*** Provided data ***
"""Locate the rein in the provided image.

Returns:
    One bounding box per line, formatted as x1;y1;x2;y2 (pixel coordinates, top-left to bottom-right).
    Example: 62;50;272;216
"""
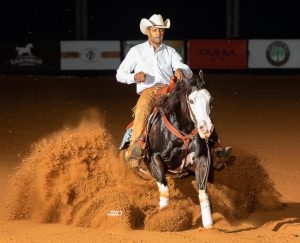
162;115;198;161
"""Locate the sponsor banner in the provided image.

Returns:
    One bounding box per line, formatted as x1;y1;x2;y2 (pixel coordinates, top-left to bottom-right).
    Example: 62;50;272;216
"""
248;40;300;68
188;40;247;69
123;40;185;59
0;42;59;72
60;41;121;70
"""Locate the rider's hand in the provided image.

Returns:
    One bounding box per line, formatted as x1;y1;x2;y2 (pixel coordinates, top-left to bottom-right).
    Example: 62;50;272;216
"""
134;71;146;83
174;68;184;81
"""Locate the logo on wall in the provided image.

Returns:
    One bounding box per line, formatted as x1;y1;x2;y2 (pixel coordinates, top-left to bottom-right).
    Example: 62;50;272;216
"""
80;48;100;62
10;43;43;66
266;41;290;67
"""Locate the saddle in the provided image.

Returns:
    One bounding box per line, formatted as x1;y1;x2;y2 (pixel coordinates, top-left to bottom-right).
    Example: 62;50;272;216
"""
119;76;176;150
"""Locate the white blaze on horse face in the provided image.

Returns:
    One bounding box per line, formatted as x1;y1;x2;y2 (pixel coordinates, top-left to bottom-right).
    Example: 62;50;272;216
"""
188;89;214;139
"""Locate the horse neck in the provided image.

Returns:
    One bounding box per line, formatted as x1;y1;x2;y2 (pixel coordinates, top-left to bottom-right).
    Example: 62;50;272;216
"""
168;100;195;133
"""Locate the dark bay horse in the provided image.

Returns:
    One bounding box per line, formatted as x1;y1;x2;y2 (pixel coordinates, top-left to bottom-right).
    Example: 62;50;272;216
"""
119;75;214;228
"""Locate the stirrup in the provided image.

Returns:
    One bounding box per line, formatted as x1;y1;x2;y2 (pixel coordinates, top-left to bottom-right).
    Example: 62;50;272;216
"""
215;147;232;160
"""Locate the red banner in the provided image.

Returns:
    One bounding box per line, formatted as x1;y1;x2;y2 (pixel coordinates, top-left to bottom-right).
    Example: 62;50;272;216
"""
188;40;247;69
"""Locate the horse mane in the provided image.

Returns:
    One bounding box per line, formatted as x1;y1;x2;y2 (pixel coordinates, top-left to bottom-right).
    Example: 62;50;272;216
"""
157;79;204;117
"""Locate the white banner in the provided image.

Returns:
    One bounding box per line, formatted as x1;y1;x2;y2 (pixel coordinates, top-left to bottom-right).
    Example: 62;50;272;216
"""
248;40;300;68
60;41;121;70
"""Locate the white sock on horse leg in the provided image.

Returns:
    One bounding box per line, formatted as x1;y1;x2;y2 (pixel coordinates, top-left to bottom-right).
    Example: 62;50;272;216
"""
199;190;213;229
157;182;169;209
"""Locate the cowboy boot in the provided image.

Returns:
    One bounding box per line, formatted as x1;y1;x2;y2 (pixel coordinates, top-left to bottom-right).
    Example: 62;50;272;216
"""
125;140;145;168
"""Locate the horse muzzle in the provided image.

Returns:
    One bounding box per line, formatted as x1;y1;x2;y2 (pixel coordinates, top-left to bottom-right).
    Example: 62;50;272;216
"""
198;125;214;139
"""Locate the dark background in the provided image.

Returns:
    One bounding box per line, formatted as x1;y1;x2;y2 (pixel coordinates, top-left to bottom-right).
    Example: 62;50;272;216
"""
0;0;300;41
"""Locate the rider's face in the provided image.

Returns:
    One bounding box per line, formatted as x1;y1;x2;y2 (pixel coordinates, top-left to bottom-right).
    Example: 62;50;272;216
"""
147;27;165;45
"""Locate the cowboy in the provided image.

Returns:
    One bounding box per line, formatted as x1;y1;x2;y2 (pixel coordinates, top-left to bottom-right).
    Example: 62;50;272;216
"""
116;14;230;167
***
### The request
Rewrite all of the rows above, replacing "provided image" with "supplied photo" and changing nothing else, and leave the pictures out.

### Task output
"""Locate the rein in the supplied photo.

Returns:
    One bounding box per line, formatted as x1;y1;x2;y2 (pixel coordinates, top-left to bottom-right).
    Example: 62;50;272;216
"""
162;115;198;161
"""Locate the sponsor banner in the supplied photo.

Returns:
    One bounding box per line, formatted as x1;y1;x2;y2 (pixel coordinates, top-left to bottom-right).
    Example: 62;50;272;216
"""
248;40;300;68
188;40;247;69
123;40;185;59
0;42;59;72
60;41;121;70
"""Locate the rider's hand in the supplied photo.

Returns:
    One bounding box per line, formatted as x1;y1;x2;y2 (pixel coordinates, top-left to bottom-right).
    Example: 62;50;272;216
"""
134;71;146;83
174;68;184;81
"""Locate the logo on wall in the supplied photo.

Returns:
    One bounding box per line, formatted as x1;y1;x2;y2 (pixel coordinates, top-left to bottom-right).
    Example: 62;50;272;216
"""
80;48;100;62
10;43;43;66
266;41;290;67
"""Locate the saddle in the supplied photo.

Returns:
    One bounding box per line, formatted as x1;y1;x2;y2 (pixel coordinates, top-left to bottom-right).
    Example: 62;50;272;216
"""
119;76;176;150
"""Locate the white blaze on horse face in the supplied photo.

Returns:
    One bounding box per line, formatted as x1;y1;x2;y2 (pixel coordinates, top-left to bottom-right).
    Example: 62;50;272;216
"""
188;89;214;139
"""Locate the horse neck in the supplied photo.

Returns:
    One bounding box per line, formatted as x1;y1;x2;y2 (pixel coordinates, top-left to bottom-right).
    Example: 62;50;272;216
"""
168;100;195;133
"""Locate the dark bay horse in the supplied photo.

Returns:
    One bounding box per line, formatted as x1;y1;x2;y2 (pixel coordinates, top-left to bottom-right).
    Example: 62;50;272;216
"""
119;75;214;228
"""Locate the stirrup in the supplied photo.

Returns:
    One bounding box per line, formatted as x1;y1;x2;y2 (pixel coordinates, top-left to bottom-right).
    Example: 62;50;272;216
"""
215;147;232;160
"""Locate the red banner in the supplied photo.

Returns:
    One bounding box per line, formatted as x1;y1;x2;y2 (pixel coordinates, top-left to bottom-right).
    Example: 62;50;272;216
"""
188;40;247;69
"""Locate the horse mane in the supplied photo.

Returns:
    One bounding box per line, formatted as x1;y1;x2;y2 (pixel coordinates, top-left to bottom-right).
    Example: 62;50;272;216
"""
157;79;204;117
"""Locate the white banner in the supplied photo.

Returns:
    One bounding box per line, formatted as x1;y1;x2;y2 (pixel coordinates, top-left to bottom-right).
    Example: 62;50;272;216
"""
248;40;300;68
60;41;121;70
"""Locate the white sock on horse leg in the supplied photo.

Returns:
    One bounding box per line, formatted as x1;y1;x2;y2 (pixel coordinates, top-left to bottom-right).
    Example: 62;50;272;216
"""
199;190;213;229
157;182;169;209
"""Locate the cowboy boot in the supplied photo.

Returns:
    One bounding box per line, formatted as x1;y1;x2;y2 (pixel coordinates, top-left to bottom-right).
    Example: 62;50;272;216
"""
125;140;145;168
"""Locate the horse muzzle in the supplied photo.

Returns:
    One bounding box per line, formatted as x1;y1;x2;y2 (pixel coordinates, top-left to bottom-right).
    Example: 62;50;272;216
"""
198;125;214;139
"""Locate the dark background in the supplied photo.

Returns:
    One bounding box per line, formatted as x1;y1;x2;y2 (pixel coordinates, top-left to bottom-right).
    Example: 62;50;272;216
"""
0;0;300;41
"""Locate the rider's face in the supplied photo.

Returns:
    One bounding box per line, formatted as x1;y1;x2;y2 (pixel coordinates, top-left to bottom-right).
    Example: 62;50;272;216
"""
147;27;165;45
"""Locate the cowboy in the supplied photo.

Returns:
    One bounding box per line, formatted as x1;y1;x2;y2 (pixel coordinates, top-left to bottom-right).
    Example: 62;50;272;216
"""
116;14;230;167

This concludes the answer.